**Directive:** Return the lines of the data below without any change, from the line containing "the stone pillar?" through the line containing "x=131 y=170", with both of those lines included.

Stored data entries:
=-=-=

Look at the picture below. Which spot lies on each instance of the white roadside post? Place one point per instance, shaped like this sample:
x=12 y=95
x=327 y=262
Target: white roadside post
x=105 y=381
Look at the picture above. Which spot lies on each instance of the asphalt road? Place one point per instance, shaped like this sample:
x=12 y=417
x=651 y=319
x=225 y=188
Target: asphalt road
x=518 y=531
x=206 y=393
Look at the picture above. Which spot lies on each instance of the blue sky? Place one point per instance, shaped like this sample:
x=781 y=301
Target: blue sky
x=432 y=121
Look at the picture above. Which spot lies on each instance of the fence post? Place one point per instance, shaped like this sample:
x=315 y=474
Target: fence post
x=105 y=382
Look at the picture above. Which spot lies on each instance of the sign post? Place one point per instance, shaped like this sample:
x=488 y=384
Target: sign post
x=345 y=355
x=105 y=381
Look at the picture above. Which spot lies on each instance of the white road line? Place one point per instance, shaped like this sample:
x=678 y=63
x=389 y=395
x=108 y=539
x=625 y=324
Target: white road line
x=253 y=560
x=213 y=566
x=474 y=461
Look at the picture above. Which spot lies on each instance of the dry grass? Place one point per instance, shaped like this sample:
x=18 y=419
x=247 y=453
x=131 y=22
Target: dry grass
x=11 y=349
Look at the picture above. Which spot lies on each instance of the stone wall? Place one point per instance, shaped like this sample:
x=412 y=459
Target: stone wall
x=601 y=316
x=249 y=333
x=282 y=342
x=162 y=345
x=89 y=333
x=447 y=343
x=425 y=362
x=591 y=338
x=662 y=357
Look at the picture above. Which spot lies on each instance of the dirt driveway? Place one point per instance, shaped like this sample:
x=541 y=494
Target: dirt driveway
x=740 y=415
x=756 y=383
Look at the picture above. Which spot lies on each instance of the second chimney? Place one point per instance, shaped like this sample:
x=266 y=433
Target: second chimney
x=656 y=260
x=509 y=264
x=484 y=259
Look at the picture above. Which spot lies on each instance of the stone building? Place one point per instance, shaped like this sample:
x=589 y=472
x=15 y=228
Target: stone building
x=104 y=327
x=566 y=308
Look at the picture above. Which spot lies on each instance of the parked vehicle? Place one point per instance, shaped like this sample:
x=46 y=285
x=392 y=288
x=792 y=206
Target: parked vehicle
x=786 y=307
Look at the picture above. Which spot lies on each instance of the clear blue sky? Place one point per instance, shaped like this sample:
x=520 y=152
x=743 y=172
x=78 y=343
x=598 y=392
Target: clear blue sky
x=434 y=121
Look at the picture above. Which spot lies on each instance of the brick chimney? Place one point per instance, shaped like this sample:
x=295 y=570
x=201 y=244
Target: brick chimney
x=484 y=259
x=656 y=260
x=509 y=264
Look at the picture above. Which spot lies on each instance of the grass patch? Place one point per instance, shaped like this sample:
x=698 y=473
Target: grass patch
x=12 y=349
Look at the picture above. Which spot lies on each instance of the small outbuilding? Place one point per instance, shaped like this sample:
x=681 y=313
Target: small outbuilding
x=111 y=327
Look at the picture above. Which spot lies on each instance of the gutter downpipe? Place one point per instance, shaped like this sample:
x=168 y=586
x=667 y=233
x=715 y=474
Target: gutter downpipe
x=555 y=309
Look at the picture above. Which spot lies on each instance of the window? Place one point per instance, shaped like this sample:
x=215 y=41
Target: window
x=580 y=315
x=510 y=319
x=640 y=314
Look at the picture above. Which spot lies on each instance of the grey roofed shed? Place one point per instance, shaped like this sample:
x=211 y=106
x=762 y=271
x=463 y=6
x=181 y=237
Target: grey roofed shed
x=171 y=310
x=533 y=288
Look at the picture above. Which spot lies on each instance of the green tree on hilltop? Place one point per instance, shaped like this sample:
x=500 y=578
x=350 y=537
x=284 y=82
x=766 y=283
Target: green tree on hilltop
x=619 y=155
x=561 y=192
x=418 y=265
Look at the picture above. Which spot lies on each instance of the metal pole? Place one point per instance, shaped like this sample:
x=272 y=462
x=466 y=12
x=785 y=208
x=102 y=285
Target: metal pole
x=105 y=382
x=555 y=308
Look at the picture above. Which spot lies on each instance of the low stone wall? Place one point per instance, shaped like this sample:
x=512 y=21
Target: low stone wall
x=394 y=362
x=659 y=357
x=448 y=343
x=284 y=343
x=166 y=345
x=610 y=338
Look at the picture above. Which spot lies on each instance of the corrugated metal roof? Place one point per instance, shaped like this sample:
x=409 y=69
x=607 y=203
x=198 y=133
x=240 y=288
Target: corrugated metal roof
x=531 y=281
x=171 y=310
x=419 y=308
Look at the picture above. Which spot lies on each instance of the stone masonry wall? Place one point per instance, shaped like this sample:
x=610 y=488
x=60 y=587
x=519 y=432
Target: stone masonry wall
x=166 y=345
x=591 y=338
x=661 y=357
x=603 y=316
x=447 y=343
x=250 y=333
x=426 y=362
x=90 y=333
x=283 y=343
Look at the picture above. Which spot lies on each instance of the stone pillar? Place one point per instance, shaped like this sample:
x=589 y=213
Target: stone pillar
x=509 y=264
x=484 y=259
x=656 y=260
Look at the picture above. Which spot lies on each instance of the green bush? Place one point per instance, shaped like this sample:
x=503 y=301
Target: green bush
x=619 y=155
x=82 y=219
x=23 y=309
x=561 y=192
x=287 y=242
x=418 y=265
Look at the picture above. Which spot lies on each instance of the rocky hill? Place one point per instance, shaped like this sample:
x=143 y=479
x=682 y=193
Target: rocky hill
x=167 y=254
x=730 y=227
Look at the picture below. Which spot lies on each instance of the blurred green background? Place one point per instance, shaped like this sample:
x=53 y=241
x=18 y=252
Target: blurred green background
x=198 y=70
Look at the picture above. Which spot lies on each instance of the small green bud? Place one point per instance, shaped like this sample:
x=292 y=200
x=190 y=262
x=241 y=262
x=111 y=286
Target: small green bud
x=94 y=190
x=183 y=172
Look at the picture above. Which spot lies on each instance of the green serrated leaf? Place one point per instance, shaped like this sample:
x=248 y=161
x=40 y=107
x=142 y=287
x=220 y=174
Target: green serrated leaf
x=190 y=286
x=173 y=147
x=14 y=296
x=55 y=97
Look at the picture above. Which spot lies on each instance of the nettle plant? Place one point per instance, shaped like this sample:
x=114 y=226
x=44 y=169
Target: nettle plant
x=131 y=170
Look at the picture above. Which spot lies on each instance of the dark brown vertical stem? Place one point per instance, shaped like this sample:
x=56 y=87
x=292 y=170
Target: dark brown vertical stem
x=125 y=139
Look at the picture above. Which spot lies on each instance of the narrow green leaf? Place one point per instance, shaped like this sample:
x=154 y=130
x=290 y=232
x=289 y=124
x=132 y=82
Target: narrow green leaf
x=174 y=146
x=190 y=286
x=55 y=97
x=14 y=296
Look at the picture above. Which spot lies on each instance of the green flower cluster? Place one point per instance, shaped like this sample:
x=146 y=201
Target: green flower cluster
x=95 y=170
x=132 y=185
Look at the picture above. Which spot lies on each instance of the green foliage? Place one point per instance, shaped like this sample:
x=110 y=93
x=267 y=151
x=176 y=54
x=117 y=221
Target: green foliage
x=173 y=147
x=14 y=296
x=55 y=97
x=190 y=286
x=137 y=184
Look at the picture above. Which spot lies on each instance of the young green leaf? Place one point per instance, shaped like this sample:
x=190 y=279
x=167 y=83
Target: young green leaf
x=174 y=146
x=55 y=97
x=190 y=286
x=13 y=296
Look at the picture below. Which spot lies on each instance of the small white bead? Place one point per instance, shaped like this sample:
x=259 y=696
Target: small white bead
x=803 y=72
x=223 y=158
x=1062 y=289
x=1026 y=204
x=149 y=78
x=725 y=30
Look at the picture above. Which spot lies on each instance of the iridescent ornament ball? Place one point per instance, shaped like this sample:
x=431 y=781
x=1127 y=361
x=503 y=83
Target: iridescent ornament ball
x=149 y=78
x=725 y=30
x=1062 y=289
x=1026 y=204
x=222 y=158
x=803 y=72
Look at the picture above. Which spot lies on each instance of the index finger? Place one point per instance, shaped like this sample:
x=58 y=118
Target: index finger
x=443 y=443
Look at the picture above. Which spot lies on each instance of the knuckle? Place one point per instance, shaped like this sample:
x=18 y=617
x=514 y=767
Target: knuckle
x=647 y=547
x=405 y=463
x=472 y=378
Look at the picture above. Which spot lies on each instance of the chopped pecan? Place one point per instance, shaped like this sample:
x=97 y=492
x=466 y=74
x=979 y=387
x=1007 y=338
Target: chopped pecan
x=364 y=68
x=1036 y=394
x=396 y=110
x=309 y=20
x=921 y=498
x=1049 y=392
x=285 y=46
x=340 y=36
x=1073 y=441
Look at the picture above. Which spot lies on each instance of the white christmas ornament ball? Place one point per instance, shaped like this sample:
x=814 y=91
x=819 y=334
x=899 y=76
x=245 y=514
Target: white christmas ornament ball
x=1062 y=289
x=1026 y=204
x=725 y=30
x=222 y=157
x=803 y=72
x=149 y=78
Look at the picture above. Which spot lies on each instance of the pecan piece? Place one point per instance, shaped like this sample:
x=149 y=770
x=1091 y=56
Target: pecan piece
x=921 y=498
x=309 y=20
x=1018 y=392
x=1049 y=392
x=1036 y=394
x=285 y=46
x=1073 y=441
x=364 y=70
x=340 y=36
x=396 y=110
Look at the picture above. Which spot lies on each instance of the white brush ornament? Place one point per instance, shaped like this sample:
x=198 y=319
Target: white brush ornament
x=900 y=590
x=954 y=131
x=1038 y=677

=-=-=

**Task result:**
Look at the picture above. Which spot lies on each instance of the stone pillar? Place one point per instance, shaped like this sample:
x=589 y=213
Target: stone pillar
x=509 y=264
x=484 y=259
x=656 y=260
Look at the picture above. Which spot lies on each instance of the green bush? Place one point per instance, shaped like this sample:
x=503 y=301
Target: green bush
x=619 y=155
x=82 y=219
x=23 y=309
x=561 y=192
x=287 y=242
x=418 y=265
Look at the picture above. Which spot lies on each instance of the rocky hill? Place one point per instance, shaped like this sample:
x=143 y=479
x=682 y=193
Target: rocky hill
x=167 y=254
x=730 y=227
Look at the picture below. Which spot lies on each instance of the blurred green background? Place one point per instance, shaped like this sample:
x=53 y=241
x=18 y=252
Target: blurred green background
x=198 y=70
Look at the picture above. Which spot lies on each instance of the small green bud? Place one point per instance, shaped like this sample:
x=292 y=200
x=190 y=262
x=241 y=262
x=111 y=286
Target: small green bud
x=94 y=190
x=183 y=172
Look at the picture above. Which spot lies on each instance of the green serrated leaf? Place one point per instance, shaped like this sample:
x=248 y=161
x=40 y=107
x=142 y=287
x=220 y=174
Target: green serrated leaf
x=190 y=286
x=173 y=147
x=14 y=296
x=55 y=97
Look at the picture above. Which spot lies on each instance of the nettle plant? Place one point per instance, shaped like this sample:
x=114 y=226
x=44 y=169
Target: nettle plant
x=131 y=170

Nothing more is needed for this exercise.